PROBLEM TO SOLVE ▸ Could you quote, exactly as they stand, the lines running from the one with "Target: glass panel door" to the final line of the material?

═════ MATERIAL

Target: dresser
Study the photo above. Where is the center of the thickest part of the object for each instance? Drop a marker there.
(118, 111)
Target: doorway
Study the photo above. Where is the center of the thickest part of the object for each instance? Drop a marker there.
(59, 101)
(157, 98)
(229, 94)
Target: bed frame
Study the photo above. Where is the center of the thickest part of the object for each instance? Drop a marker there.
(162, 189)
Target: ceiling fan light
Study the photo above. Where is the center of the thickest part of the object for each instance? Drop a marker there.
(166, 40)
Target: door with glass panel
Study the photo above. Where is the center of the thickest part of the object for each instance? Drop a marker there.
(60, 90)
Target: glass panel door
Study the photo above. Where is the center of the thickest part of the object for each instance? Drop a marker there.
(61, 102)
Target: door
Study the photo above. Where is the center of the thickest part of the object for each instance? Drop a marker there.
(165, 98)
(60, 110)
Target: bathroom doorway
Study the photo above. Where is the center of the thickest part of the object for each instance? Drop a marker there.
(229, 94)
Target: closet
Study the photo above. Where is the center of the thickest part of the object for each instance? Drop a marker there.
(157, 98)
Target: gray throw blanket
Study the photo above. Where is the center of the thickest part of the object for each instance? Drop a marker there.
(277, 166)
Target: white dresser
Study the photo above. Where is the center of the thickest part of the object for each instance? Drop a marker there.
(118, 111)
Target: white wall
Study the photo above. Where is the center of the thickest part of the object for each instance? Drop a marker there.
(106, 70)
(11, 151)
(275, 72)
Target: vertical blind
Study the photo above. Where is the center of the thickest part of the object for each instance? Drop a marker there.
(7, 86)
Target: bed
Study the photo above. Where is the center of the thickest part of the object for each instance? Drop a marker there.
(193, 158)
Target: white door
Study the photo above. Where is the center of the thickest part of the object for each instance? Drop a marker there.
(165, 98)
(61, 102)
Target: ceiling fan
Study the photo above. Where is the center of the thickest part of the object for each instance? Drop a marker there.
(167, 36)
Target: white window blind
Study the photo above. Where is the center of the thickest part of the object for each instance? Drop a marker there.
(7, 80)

══════════

WRITTEN ANSWER ▸
Target: glass panel door
Study the photo above. Where is the center of the thickest part of the object for each instance? Drop a marker there.
(61, 102)
Target: door
Study the photo above. Where is the center of the thickest part of the object for each instance? Drop a marker there.
(165, 98)
(60, 110)
Target: bathroom doorway
Study the photo above. Where is the center of the thickest part of the object for each instance? Drop a marker there.
(229, 94)
Target: closet
Study the photo above. Where is the center of the thickest part of the object for each instance? Drop a marker there.
(157, 98)
Target: gray throw blanket
Study the photo above. Where is the center of the thickest part of the object for each instance? Drop a marker there.
(277, 166)
Target: white dresser
Study the photo above. Where is the center of the thickest part of the object for each instance? Drop a marker there.
(118, 111)
Target: white wall
Study the photo above. Where is the center of the thickest part of the object for each instance? Drop a marker there.
(106, 70)
(11, 151)
(275, 72)
Target: vertical blind
Study the photo above. Where is the center of the thickest part of the object for each instance? Drop a marker there.
(7, 86)
Target: bed
Study the photo above. Where is the center of the thickest part of the object for each instance? Drop a marker there.
(193, 158)
Target: white door
Study the photo above. Where is the center of the thickest part of the object for each instance? Drop a marker there.
(165, 98)
(61, 102)
Target: ceiling fan
Study the photo above. Where is the center of the thickest part of the object for each instance? Drop a marker there.
(167, 36)
Target: white window blind
Study the photo above. Where is the center of the thickest part of the object for each instance? Drop a marker there.
(7, 80)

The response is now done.